No longer will the national tragedy of Sept. 11, 2001, be used to
undermine the opposition party. It was only after he was forced to do so
by an electoral defeat that President Bush called for genuine
bipartisanship yesterday. Imagine what the world would look like if he
had done that a year or two ago.

And no longer will we pay attention to political strategists who assert
that swing voters aren't important and that independents and moderates
don't matter. If Democrats are to make good use of the power they have
been granted, they need to remember that last point. This election was
the revenge of the center no less than it was the revenge of the left.
The decisive votes cast on Tuesday came from moderates and independents,
whom the exit polls showed favoring Democratic House candidates by about
3 to 2.

Nancy Pelosi and the other Democratic leaders face a genuinely
complicated political calculus. On the one hand, Democrats would not
have won without the intense dedication of their partisan and
ideological base. Among self-identified Democrats, the party's House
candidates won by about 13 to 1. Liberals went about 8 to 1 Democratic.
This energy was critical to the outcome.

But many of the party's successful candidates ran as moderates, and
Democrats hold power on the basis of a loan of votes from
middle-of-the-road Americans who simply could not stomach Bush
Republicanism anymore. The loan can be recalled at any moment.

The good news for Democrats is that their candidates, moderates and
liberals alike, ran on two common themes: that the Bush Iraq policy had
to change and that the Washington establishment simply does not
understand the personal struggles and economic insecurities confronting
so many Americans.

On Iraq, the president, not Congress, controls the essential levers of
power, especially since Democrats have made clear that they will not use
the one instrument they have, to cut off funding for the war, and they
are right not to do so.

What they should do is use the coming report from the commission headed
by former secretary of state James A. Baker III and Lee Hamilton, the
former Democratic House member, to force a genuinely bipartisan approach
to extricate us from Iraq at the lowest cost possible.

→ **Assigned task A**: According to the exit polls cited in the election commentary, by about what margin did moderates and independents favor Democratic House candidates?
→ **Assigned task B**: Decide whether each statement agrees with the election commentary, answering yes or no and quoting the words that settle it: (i) Liberals voted about 8 to 1 for Democrats. (ii) Democrats plan to cut off funding for the war. (iii) Congress holds the essential levers of power on Iraq.
→ **Assigned task C**: Write a continuation of the election commentary, starting after its final sentence.
The listing that comes next is separate material with no connection to the commentary.

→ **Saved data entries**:
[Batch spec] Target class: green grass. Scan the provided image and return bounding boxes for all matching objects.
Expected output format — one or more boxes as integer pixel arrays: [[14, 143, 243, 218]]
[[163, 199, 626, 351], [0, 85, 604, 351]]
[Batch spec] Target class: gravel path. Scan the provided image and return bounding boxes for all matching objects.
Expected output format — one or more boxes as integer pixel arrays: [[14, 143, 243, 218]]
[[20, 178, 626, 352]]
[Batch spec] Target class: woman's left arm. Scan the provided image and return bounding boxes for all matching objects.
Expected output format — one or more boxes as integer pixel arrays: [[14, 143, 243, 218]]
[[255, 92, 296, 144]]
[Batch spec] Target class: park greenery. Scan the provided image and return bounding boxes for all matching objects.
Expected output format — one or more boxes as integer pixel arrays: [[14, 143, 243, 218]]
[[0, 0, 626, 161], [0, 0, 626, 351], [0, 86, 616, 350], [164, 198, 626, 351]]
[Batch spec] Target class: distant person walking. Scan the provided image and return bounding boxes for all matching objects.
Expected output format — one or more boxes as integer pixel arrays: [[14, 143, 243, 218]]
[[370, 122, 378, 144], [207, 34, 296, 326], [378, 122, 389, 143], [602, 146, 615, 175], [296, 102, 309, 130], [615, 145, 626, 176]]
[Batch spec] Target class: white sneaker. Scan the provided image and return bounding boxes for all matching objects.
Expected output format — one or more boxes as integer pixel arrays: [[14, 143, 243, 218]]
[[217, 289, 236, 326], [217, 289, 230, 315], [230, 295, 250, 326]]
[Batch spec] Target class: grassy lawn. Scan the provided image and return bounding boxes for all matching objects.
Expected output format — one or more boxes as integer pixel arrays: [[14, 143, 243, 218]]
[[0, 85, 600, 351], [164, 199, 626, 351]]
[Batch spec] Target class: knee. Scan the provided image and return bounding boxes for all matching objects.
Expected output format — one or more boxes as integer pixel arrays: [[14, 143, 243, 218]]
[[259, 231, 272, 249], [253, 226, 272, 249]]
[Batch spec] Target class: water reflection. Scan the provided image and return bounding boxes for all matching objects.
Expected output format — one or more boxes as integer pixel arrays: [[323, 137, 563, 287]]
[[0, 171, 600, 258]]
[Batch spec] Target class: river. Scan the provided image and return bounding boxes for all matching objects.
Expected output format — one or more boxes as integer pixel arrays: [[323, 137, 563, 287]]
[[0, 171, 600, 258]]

→ **Result A**: About 3 to 2.

→ **Result B**:
(i) Yes: "Liberals went about 8 to 1 Democratic."
(ii) No: "Democrats have made clear that they will not use the one instrument they have, to cut off funding for the war."
(iii) No: "the president, not Congress, controls the essential levers of power."

→ **Result C**:
Tuesday's vote can help by making clear to the Iraqi government that
there is a limit to American patience. The Shiite majority in Iraq must
take more steps to reconcile with the Sunni minority. Our allies in the
Arab world need to step up and help, because the American people will
not tolerate endless engagement in Iraq. And the Democrats should
encourage the administration to engage with all the nations in the
region that have reason to fear an Iraqi civil war. That includes Syria
and Iran.

The other obligation of this new majority is to answer the economic
discontent that helped build its victory. Republicans prayed that the
economy would matter in this election. Their prayers were answered in an
odd way: Two-fifths of the voters told the pollsters that the economy
was "extremely important" in their voting decision -- and they voted 3
to 2 for Democratic House candidates. A lot of Americans are losing
ground, and they spoke up.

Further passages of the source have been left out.